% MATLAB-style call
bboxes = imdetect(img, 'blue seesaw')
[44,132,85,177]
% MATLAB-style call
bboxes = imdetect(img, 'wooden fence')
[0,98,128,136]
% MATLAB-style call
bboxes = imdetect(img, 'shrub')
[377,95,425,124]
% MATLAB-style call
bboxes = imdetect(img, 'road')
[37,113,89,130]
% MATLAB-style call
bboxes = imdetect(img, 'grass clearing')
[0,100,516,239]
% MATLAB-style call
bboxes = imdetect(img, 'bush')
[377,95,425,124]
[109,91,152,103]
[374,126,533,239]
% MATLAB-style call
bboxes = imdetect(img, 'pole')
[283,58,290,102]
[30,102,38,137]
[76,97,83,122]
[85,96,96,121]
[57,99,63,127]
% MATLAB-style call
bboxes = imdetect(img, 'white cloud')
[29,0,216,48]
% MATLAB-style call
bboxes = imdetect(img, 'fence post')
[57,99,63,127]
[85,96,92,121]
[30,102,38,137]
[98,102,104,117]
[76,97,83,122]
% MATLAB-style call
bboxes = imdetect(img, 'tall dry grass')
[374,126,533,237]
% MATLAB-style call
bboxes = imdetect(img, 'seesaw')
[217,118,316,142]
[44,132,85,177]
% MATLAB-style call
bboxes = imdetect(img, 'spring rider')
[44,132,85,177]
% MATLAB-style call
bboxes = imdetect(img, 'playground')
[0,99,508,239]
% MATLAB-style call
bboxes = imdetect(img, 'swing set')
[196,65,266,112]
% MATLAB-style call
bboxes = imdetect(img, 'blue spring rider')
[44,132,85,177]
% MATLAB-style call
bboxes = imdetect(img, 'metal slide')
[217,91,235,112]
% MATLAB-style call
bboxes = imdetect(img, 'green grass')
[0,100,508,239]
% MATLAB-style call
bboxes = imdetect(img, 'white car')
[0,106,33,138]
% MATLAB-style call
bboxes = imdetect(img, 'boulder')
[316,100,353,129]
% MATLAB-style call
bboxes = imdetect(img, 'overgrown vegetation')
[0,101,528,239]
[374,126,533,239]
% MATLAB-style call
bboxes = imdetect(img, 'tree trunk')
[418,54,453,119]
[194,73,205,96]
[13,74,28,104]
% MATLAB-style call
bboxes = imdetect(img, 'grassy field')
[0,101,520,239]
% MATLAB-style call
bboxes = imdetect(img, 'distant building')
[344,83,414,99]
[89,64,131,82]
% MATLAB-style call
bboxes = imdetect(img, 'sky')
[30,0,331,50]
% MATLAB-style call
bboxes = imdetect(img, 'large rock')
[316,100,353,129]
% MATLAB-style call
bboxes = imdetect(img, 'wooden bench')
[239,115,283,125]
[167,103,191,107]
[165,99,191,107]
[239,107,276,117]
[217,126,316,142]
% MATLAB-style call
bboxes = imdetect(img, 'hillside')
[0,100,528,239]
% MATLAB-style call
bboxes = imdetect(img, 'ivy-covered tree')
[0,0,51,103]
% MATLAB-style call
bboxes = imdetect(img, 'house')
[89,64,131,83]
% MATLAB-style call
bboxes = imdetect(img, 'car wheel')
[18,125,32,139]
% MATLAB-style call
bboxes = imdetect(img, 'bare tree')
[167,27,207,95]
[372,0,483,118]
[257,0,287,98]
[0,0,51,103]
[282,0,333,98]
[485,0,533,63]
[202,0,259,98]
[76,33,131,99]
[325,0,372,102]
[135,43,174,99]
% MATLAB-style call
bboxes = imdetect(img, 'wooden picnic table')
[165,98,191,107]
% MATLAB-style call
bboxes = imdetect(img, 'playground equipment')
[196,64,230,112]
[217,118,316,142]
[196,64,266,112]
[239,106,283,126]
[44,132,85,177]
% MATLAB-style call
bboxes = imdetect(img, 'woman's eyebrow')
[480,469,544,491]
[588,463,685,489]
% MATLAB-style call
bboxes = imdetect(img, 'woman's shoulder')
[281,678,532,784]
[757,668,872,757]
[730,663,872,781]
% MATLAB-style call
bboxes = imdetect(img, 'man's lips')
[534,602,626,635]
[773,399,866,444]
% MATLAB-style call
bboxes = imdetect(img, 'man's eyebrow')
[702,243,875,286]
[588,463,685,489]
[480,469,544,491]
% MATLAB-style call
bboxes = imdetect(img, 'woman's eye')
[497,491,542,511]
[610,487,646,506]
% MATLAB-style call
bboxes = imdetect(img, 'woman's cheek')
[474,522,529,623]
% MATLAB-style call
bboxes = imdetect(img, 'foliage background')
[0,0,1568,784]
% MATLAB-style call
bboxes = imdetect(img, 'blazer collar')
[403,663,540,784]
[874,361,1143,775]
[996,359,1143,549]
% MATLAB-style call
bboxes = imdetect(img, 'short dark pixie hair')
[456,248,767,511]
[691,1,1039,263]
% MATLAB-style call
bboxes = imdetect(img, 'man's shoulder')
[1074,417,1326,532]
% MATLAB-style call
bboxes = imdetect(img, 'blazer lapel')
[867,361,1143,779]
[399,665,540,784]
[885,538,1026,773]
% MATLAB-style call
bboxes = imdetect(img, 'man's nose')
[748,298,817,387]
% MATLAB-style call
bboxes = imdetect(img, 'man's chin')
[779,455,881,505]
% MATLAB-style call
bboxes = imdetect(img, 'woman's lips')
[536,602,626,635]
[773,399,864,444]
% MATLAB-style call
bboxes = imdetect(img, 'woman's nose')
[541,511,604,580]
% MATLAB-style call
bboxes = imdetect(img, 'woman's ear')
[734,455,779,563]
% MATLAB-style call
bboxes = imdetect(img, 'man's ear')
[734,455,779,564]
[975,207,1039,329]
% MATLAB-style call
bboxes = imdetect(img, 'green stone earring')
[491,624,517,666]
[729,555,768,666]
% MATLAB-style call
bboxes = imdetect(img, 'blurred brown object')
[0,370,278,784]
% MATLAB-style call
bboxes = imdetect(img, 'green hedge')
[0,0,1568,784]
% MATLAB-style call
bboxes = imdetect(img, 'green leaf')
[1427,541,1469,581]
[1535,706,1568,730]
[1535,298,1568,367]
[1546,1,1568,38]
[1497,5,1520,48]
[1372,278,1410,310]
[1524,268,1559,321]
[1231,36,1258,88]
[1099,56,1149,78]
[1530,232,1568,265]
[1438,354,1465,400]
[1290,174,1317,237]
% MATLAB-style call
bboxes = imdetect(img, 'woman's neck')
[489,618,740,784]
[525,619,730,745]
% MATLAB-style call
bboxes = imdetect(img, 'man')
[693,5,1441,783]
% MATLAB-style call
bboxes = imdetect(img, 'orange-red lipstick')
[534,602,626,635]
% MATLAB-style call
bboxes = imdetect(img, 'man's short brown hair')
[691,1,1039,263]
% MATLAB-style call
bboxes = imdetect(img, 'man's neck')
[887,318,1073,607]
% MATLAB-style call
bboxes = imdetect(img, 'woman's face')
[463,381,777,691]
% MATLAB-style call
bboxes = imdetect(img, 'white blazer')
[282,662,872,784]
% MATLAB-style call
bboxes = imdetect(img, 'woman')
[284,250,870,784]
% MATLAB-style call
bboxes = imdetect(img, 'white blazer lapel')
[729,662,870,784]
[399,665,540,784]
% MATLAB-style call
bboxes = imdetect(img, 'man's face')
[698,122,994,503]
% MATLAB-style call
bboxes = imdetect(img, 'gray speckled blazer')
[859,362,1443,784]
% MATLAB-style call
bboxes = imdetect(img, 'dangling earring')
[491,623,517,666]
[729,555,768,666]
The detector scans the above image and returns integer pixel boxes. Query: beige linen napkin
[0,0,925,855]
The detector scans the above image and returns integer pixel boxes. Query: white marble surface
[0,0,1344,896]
....................
TO DO => Pull out each line in the rows above that contains the string "white".

CORRECT OUTPUT =>
bboxes = imdetect(img, 'white cloud')
bboxes = imdetect(img, 'white car')
bboxes = imdetect(img, 'white blazer')
bboxes = imdetect(img, 'white blazer lapel')
The detector scans the above image and returns integer pixel boxes. Query: white marble surface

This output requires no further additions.